**Source excerpt:**
'''

The question raised by the protest was then fully argued and Judge Hoffman, changing the view which he had previously taken, held that compulsory process ought to have been refused. In rendering his decision, he stated that it was admitted by counsel for M. Dillon that, if the Constitution secured to the accused the right to process against the consul in order to secure his testimony, he could not be deprived of it by a treaty stipulation. Judge Hoffman held, however, that the sixth amendment was intended only to place the accused in the same position in making his defense as the government occupied in endeavoring to establish his guilt, and that the object of the provision was accomplished if he enjoyed equal rights with the government in compelling the attendance of witnesses. An ambassador, said Judge Hoffman, was not amenable to the laws of the country to which he was sent, and this immunity was recognized and confirmed by sec. 29 of the act of April 30, 1790. In the present case, a consul had by a treaty, which was the supreme law, been placed beyond the reach of the court's process. The cases seemed not to be distinguishable in principle, and as no discrimination was made between the accused and the prosecution, the Constitution was not violated.

In re Dillon, 7 Sawy. 561, 7 Fed. Cas. 710; Report of the Trial of Luis Del Valle, Consul of the Republic of Mexico at the Port of San Francisco, for a Breach of the Neutrality Laws of the United States, in the District Court of the United States for the Northern District of California San Francisco, 1854.

'''

**Data lines:**
'''

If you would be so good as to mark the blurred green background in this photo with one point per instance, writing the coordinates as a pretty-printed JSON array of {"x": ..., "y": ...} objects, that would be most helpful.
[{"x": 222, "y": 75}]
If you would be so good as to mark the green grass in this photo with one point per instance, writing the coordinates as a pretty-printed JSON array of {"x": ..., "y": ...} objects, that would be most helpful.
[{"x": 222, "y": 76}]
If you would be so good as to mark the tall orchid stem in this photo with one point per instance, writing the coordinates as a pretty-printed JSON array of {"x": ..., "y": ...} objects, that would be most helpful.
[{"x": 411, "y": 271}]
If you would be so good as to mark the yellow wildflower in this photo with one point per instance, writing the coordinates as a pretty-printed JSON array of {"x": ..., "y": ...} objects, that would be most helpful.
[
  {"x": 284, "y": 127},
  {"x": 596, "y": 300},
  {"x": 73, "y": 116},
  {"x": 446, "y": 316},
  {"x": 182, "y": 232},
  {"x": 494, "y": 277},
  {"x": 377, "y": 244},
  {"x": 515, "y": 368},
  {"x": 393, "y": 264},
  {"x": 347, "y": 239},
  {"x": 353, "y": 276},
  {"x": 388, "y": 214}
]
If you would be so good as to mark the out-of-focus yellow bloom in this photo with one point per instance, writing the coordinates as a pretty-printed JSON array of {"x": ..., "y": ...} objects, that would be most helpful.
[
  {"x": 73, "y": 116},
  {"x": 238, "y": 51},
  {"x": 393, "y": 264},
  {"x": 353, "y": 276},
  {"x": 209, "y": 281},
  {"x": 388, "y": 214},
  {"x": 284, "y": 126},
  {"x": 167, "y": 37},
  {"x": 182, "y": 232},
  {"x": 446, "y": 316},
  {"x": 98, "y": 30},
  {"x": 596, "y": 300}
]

'''

**Required task A:** According to the passage on compulsory process against a consul, which statutory provision recognized and confirmed an ambassador's immunity?
**Required task B:** Rewrite the part of the passage on compulsory process against a consul that opens with the words containing "In re Dillon, 7" and closes with "San Francisco, 1854.", swapping "Mexico" for "Chile".
**Required task C:** Carry on the passage on compulsory process against a consul from the point where it stops.
The data on this page come from a source separate from the passage on compulsory process against a consul.

**Written answer A:** Section 29 of the act of April 30, 1790.

**Written answer B:**
In re Dillon, 7 Sawy. 561, 7 Fed. Cas. 710; Report of the Trial of Luis Del Valle, Consul of the Republic of Chile at the Port of San Francisco, for a Breach of the Neutrality Laws of the United States, in the District Court of the United States for the Northern District of California San Francisco, 1854.

**Written answer C:**
When the attachment was served on M. Dillon, he hauled down his consular flag; and the case was taken up by the French minister at Washington, as involving a gross disrespect to France. A long and animated controversy between Mr. Marcy, then Secretary of State, and the French government ensued. The fact that an attachment had issued under which M. Dillon was brought into court was regarded by the French government not merely as a contravention of the treaty, but as an offense by international law; and it was argued that the disrespect was not purged by the subsequent discharge of M. Dillon from arrest. It was urged, also, that the fact that the subpœna contained the clause duces tecum involved a violation of the consular archives. Mr. Marcy, in a letter of September 11, 1854, to Mr. Mason, then minister at Paris, discusses these questions at great length. He maintains that the provision in the Federal Constitution giving defendants opportunity to meet witnesses produced against them face

to face, overrides conflicting treaties, unless in cases where such treaties embody exceptions to this right recognized as such when the Constitution was framed. One of these exceptions relates to the case of diplomatic representatives. "As the law of evidence stood when the Constitution went into effect," says Mr. Marcy, "ambassadors and ministers could not be served with compulsory process to appear as witnesses, and the clause in the Constitution referred to did not give to the defendant in criminal prosecutions the right to compel their attendance in court." This privilege, however, Mr. Marcy maintained, did not extend to consuls, and consuls, therefore, could only procure the privilege when given to them by treaty which, in criminal cases, was subject to the limitations of the Constitution of the United States. Mr. Marcy, however, finding that the French government continued to regard the attachment, with the subpoena duces tecum, as an attack on its honor, offered, in a letter to Mr. Mason, dated January 18, 1855, to compromise the matter by a salute to the French flag upon a French man-of-war, stopping at San Francisco. Count de Sartiges, the French minister at Washington, asked in addition that when the consular flag at San Francisco was rehoisted, it should receive a salute. This was declined by Mr. Marcy. In August, 1855, after a long and protracted controversy, the French government agreed to accept as a sufficient satisfaction an expression of regret by the government of the United States, coupled with the provision that "when a French national ship or squadron shall appear in the harbor of San Francisco the United States authorities there, military or naval, will salute the national flag borne by such ship or squadron with a national salute, at an hour to be specified and agreed on with the French naval commanding officer present, and the French ship or squadron whose flag is thus saluted will return the salute gun for gun.”

Mr. Marcy, Sec. of State, to Mr. Mason, min. to France, May 30, 1854;
June 8, 1854; July 14, 1854; Sept. 11, 1854; Dec. 13, 1854; Jan. 18,
1855; MS. Inst. France, XV. 192, 198, 202, 210, 241, 249.
See, also, President Pierce, annual message, Dec. 4, 1854.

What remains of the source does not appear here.